Given text |
▶

[opus] Reg an issue with smoothing factor in VAD implementation

Koen Vos koenvos74 at gmail.com
Sat Feb 17 07:34:37 UTC 2018


Thanks Jean-Marc,

Yes this makes sense: the scaling is preserved for both framelengths, and
the maximum value for speech_nrg going into the square-root is now correct.

It may be more elegant to use
   speech_nrg = silk_LSHIFT( speech_nrg, 16 );
instead of
   speech_nrg = silk_LSHIFT_SAT32( speech_nrg, 16 );
as the saturation will never be used (because input speech_nrg is < 16384).

best,
koen.



On Fri, Feb 16, 2018 at 3:42 PM, Jean-Marc Valin <jmvalin at jmvalin.ca> wrote:

> Hi Chandrakala, Logan,
>
> Can you confirm that the attached patch fixes the overflow problem?
>
> Koen, can you confirm the fix makes sense?
>
> Cheers,
>
>         Jean-Marc
>
> On 11/27/2017 12:10 PM, Logan Stromberg wrote:
> > Sorry, long holiday weekend in America.
> > I can say with pretty high certainty that there is an overflow occurring
> > and it is flipping smooth_coef_Q16 to be negative when it probably
> > shouldn't be. I had originally thought it was only an issue where it was
> > overflowing the 15th bit but not the 16th, which might still preserve
> > the intended value for operations that ignore the sign bit (in cases
> > where the 16-bit value is stored in a 32-bit int without sign-extension
> > e.g. 0x00008b3b), but that doesn't seem to be the case here.

◀

Supplied records |
▶

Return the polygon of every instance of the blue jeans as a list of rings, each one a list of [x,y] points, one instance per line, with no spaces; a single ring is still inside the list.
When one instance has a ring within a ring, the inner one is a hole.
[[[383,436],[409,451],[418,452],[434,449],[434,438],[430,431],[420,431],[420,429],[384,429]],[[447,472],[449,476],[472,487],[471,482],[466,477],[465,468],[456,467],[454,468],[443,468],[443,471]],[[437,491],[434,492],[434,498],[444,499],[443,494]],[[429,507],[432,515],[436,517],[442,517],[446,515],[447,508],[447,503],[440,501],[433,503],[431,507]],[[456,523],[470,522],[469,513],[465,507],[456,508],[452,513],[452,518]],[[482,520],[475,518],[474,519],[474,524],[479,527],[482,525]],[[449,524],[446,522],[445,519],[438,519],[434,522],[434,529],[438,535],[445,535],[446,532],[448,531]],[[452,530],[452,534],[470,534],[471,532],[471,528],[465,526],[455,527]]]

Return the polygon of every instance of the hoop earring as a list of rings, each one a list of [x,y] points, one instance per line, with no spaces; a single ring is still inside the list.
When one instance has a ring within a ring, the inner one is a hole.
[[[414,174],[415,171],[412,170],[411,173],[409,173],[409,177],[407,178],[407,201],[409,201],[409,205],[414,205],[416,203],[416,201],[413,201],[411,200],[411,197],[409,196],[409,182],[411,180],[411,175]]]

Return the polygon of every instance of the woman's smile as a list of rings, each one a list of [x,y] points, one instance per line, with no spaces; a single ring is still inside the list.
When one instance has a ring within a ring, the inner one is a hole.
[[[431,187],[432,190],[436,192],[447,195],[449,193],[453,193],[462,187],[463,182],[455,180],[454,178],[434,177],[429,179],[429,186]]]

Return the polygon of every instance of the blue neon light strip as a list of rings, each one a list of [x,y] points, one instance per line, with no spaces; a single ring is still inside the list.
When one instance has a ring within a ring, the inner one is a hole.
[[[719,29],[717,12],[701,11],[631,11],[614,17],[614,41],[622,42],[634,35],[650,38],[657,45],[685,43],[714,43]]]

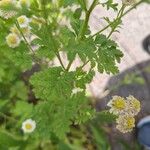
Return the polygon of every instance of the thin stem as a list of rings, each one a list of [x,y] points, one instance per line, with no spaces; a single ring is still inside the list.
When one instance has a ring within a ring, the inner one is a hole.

◀

Instructions to follow |
Answer these questions about the VAD smoothing factor thread, each in a short phrase:
(a) What line does Koen Vos suggest using instead of "speech_nrg = silk_LSHIFT_SAT32( speech_nrg, 16 );"?
(b) Whom does Jean-Marc Valin ask to confirm that the attached patch fixes the overflow problem?
(c) According to Logan Stromberg, which value is the overflow flipping to negative?

In response |
(a) speech_nrg = silk_LSHIFT( speech_nrg, 16 );
(b) Chandrakala and Logan
(c) smooth_coef_Q16